* **YOUR ASSIGNMENT**:
The expected answer comprises all lines from the entries that contain the string "vanishing".

* **EXCERPTED RECORDS**:
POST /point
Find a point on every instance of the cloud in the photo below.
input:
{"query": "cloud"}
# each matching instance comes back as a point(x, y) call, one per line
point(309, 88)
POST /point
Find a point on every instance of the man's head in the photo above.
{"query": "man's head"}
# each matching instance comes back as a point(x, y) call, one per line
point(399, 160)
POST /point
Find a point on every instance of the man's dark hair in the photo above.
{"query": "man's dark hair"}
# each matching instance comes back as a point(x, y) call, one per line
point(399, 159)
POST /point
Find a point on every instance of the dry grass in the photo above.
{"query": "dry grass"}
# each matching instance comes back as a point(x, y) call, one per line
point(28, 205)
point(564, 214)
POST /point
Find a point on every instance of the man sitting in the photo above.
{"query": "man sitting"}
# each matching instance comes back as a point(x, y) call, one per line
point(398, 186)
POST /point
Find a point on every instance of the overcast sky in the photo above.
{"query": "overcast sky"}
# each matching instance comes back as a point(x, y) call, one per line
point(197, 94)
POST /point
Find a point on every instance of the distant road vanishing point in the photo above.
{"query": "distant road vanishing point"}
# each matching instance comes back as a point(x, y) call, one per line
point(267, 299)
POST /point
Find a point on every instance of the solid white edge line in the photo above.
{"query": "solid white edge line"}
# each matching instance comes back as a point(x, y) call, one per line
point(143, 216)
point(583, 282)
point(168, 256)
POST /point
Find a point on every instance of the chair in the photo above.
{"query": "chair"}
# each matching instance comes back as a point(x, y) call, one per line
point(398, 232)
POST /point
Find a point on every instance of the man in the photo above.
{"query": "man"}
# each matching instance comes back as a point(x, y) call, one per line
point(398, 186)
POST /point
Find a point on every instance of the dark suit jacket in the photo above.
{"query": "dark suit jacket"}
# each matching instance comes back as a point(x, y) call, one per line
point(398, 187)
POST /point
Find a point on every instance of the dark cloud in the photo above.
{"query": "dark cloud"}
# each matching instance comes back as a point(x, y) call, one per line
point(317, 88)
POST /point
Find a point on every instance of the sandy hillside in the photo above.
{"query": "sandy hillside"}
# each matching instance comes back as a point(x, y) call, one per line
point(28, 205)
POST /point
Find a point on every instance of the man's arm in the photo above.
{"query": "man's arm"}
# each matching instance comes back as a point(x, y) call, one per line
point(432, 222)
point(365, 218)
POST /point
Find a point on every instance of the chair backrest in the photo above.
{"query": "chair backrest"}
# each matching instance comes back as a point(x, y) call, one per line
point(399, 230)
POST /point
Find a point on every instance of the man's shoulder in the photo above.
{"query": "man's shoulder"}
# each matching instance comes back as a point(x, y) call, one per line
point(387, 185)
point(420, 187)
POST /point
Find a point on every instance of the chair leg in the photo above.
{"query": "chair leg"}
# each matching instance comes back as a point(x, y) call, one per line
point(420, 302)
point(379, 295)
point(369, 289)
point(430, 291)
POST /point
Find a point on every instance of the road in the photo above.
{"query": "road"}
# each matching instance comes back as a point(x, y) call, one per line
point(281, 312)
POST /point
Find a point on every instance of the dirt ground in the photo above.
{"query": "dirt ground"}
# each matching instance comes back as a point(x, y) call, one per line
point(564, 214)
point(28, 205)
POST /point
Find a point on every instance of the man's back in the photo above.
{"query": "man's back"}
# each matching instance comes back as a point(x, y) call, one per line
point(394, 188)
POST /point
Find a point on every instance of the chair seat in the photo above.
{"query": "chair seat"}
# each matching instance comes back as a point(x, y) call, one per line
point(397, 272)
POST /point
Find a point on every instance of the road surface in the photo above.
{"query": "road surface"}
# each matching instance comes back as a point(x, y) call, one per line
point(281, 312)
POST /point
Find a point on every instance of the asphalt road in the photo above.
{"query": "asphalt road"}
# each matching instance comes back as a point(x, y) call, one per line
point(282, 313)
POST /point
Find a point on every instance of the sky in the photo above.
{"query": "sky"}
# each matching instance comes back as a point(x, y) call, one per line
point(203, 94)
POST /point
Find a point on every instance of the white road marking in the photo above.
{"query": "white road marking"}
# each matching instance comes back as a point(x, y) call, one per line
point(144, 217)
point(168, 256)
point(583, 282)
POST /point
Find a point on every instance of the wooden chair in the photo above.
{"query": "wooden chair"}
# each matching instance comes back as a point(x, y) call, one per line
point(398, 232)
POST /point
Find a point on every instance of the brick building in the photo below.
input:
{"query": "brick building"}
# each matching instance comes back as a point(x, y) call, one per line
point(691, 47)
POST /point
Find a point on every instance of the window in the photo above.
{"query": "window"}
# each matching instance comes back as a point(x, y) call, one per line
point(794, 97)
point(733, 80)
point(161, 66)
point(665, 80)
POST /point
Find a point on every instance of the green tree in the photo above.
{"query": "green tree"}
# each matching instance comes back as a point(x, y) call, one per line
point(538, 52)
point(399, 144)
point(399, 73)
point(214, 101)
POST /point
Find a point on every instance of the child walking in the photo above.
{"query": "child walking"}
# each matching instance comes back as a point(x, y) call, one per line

* **TASK SOLUTION**:
Find a point on every instance of the distant road vanishing point in the photo above.
{"query": "distant road vanishing point"}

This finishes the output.